_Written exercise:_ Convert every line of the entries below into a JSON list of strings, one string per line, skipping blank lines. Leave the pictures out of the list.

_Given data:_

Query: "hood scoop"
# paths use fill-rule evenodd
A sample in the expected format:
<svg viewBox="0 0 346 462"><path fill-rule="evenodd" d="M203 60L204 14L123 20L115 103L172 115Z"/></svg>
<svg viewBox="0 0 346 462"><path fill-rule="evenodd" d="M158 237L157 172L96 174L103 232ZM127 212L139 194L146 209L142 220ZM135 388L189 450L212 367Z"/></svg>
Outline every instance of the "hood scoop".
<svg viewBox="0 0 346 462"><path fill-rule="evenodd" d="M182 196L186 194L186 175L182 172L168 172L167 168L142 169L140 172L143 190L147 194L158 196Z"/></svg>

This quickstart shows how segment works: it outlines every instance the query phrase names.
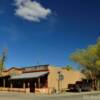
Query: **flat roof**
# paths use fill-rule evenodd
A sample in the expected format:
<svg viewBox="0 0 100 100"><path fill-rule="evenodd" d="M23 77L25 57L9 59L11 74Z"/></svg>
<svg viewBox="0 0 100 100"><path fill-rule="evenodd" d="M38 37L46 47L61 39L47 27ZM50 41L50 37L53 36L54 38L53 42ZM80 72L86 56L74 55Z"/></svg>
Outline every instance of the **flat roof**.
<svg viewBox="0 0 100 100"><path fill-rule="evenodd" d="M14 79L32 79L32 78L38 78L38 77L41 77L41 76L44 76L48 74L48 72L33 72L33 73L22 73L22 74L19 74L19 75L15 75L15 76L11 76L11 80L14 80Z"/></svg>

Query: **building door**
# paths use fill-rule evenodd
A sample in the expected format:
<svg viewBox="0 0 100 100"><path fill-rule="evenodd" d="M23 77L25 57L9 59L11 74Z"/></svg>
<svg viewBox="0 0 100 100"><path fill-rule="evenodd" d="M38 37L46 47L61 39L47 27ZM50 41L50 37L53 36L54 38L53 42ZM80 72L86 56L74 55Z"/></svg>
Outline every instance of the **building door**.
<svg viewBox="0 0 100 100"><path fill-rule="evenodd" d="M33 80L30 81L30 92L35 92L35 82Z"/></svg>

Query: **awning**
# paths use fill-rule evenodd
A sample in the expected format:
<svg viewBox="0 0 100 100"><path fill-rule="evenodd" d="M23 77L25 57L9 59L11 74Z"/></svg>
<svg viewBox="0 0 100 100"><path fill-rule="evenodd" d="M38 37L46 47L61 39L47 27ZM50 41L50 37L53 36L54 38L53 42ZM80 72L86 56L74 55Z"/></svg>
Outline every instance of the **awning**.
<svg viewBox="0 0 100 100"><path fill-rule="evenodd" d="M11 76L11 80L13 79L30 79L30 78L38 78L48 74L48 72L33 72L33 73L23 73L16 76Z"/></svg>

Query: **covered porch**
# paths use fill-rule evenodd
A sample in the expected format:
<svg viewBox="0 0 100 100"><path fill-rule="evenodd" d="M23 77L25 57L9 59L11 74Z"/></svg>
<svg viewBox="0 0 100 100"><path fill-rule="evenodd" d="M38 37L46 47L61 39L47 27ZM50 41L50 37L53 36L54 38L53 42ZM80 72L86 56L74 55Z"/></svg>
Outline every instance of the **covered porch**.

_Result for this exercise:_
[
  "Query: \"hood scoop\"",
  "# paths use fill-rule evenodd",
  "A sample in the expected format:",
  "<svg viewBox=\"0 0 346 462\"><path fill-rule=\"evenodd\" d=\"M203 60L204 14L123 20L115 103L172 115Z\"/></svg>",
  "<svg viewBox=\"0 0 346 462\"><path fill-rule=\"evenodd\" d=\"M158 237L157 172L96 174L103 232ZM127 212L139 194L146 209L142 220ZM135 388L189 450L212 367Z\"/></svg>",
  "Outline every instance of the \"hood scoop\".",
  "<svg viewBox=\"0 0 346 462\"><path fill-rule=\"evenodd\" d=\"M182 196L186 194L186 175L182 172L168 172L167 168L142 169L140 172L143 190L147 194L158 196Z\"/></svg>",
  "This quickstart shows how segment works: it outlines every instance the query phrase names.",
  "Query: **flat roof**",
  "# paths use fill-rule evenodd",
  "A sample in the expected format:",
  "<svg viewBox=\"0 0 100 100\"><path fill-rule=\"evenodd\" d=\"M23 77L25 57L9 59L11 74Z\"/></svg>",
  "<svg viewBox=\"0 0 100 100\"><path fill-rule=\"evenodd\" d=\"M38 37L46 47L61 39L47 27ZM50 41L50 37L53 36L54 38L53 42ZM80 72L86 56L74 55Z\"/></svg>",
  "Outline every instance of the **flat roof**.",
  "<svg viewBox=\"0 0 100 100\"><path fill-rule=\"evenodd\" d=\"M14 79L32 79L32 78L38 78L38 77L41 77L41 76L44 76L48 74L48 72L33 72L33 73L22 73L22 74L19 74L19 75L15 75L15 76L11 76L11 80L14 80Z\"/></svg>",
  "Query: **building door**",
  "# paths use fill-rule evenodd",
  "A sample in the expected format:",
  "<svg viewBox=\"0 0 100 100\"><path fill-rule=\"evenodd\" d=\"M23 77L25 57L9 59L11 74Z\"/></svg>",
  "<svg viewBox=\"0 0 100 100\"><path fill-rule=\"evenodd\" d=\"M38 37L46 47L61 39L47 27ZM50 41L50 37L53 36L54 38L53 42ZM80 72L86 56L74 55Z\"/></svg>",
  "Outline every instance of the **building door**.",
  "<svg viewBox=\"0 0 100 100\"><path fill-rule=\"evenodd\" d=\"M33 80L30 81L30 92L35 92L35 82Z\"/></svg>",
  "Query: **awning**",
  "# paths use fill-rule evenodd",
  "A sample in the expected format:",
  "<svg viewBox=\"0 0 100 100\"><path fill-rule=\"evenodd\" d=\"M23 77L25 57L9 59L11 74Z\"/></svg>",
  "<svg viewBox=\"0 0 100 100\"><path fill-rule=\"evenodd\" d=\"M38 37L46 47L61 39L47 27ZM50 41L50 37L53 36L54 38L53 42ZM80 72L86 56L74 55Z\"/></svg>",
  "Outline every instance of the **awning**.",
  "<svg viewBox=\"0 0 100 100\"><path fill-rule=\"evenodd\" d=\"M11 76L11 80L13 79L30 79L30 78L38 78L48 74L48 72L33 72L33 73L23 73L16 76Z\"/></svg>",
  "Query: **covered porch**",
  "# paths use fill-rule evenodd",
  "A sample in the expected format:",
  "<svg viewBox=\"0 0 100 100\"><path fill-rule=\"evenodd\" d=\"M23 77L25 57L9 59L11 74Z\"/></svg>",
  "<svg viewBox=\"0 0 100 100\"><path fill-rule=\"evenodd\" d=\"M38 37L46 47L61 39L47 27ZM50 41L50 37L53 36L54 38L53 42ZM80 72L86 56L74 55Z\"/></svg>",
  "Outline every instance of the **covered porch**."
]